Exercise aim -> Rewrite everything from the line containing "Can you find the wooden" down to the line containing "point(244, 61)", requests included, and add 33 to every coordinate in the answer points. Leave the numbers in the requests and their sample formats unchanged.

## start Information shown

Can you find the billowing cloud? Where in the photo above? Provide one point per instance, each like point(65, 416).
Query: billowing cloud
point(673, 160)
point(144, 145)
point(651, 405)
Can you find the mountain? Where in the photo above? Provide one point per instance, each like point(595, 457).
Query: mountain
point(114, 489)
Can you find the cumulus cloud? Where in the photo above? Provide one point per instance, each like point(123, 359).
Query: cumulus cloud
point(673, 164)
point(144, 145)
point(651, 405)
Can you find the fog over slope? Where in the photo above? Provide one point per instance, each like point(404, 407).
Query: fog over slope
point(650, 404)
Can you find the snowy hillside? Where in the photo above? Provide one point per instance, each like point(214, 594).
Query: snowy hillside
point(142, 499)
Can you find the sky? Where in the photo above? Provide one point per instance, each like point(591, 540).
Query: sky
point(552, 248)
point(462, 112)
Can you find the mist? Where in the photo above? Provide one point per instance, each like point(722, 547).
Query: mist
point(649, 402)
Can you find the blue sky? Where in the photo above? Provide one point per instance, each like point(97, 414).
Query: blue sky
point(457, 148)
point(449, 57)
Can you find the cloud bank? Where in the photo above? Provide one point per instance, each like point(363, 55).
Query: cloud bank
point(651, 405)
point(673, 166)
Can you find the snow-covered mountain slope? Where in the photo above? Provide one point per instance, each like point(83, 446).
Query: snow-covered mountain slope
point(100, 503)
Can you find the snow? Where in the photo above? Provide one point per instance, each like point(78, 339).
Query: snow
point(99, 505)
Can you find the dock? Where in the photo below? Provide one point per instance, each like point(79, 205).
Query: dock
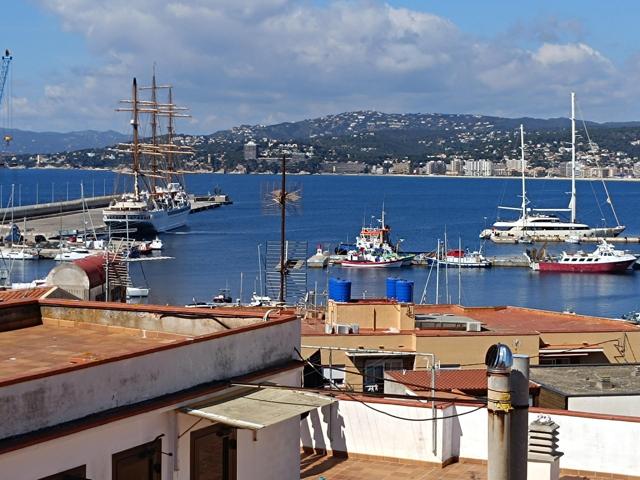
point(50, 219)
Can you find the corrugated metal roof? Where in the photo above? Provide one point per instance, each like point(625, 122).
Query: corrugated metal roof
point(24, 293)
point(94, 268)
point(260, 408)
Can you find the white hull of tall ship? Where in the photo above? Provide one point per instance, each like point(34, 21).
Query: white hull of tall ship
point(16, 253)
point(147, 220)
point(545, 228)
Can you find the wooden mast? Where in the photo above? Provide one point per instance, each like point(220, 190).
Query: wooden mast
point(135, 150)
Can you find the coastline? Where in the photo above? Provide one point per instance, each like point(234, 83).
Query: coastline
point(324, 174)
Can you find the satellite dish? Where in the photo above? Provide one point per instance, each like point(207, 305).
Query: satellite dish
point(498, 358)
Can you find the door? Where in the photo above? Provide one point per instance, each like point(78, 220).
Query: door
point(213, 453)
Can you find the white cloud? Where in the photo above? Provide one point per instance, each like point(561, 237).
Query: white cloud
point(244, 61)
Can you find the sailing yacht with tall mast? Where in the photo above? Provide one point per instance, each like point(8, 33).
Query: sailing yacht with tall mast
point(158, 202)
point(540, 224)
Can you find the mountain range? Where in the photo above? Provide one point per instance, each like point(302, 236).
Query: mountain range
point(28, 142)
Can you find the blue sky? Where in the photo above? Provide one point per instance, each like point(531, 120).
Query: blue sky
point(246, 61)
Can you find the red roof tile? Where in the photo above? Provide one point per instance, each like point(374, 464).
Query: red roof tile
point(474, 379)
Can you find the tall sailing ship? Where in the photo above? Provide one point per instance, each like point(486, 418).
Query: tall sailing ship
point(542, 224)
point(158, 202)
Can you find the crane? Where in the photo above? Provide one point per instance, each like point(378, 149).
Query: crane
point(4, 72)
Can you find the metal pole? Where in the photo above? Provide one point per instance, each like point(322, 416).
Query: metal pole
point(519, 417)
point(434, 412)
point(499, 362)
point(283, 216)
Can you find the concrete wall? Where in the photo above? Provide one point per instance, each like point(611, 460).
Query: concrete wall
point(611, 405)
point(377, 316)
point(589, 443)
point(44, 402)
point(354, 428)
point(275, 454)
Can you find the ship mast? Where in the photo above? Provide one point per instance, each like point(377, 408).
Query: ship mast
point(572, 202)
point(154, 130)
point(135, 150)
point(170, 134)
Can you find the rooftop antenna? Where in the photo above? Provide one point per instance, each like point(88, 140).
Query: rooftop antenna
point(280, 200)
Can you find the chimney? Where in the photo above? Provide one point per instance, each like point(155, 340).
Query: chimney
point(544, 457)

## end Information shown

Task solution ->
Can you find the wooden mast? Where in the photo above? Provide one point per instance, each like point(220, 190).
Query: wooden mast
point(168, 183)
Can you find the coastline? Where in the photo above? Provide one point per instance, each like point(234, 83).
Query: coastline
point(357, 207)
Can you find the satellite dish? Where in the photo above? Provide one point per instance, each like point(207, 305).
Query: satellite dish
point(531, 391)
Can you find the door? Where in the photo above? Provide one point per instance, each like point(78, 220).
Query: door
point(246, 486)
Can you find the white cloud? Where in the photo above? Provide one point per instance, each like point(561, 237).
Query: white cloud
point(277, 94)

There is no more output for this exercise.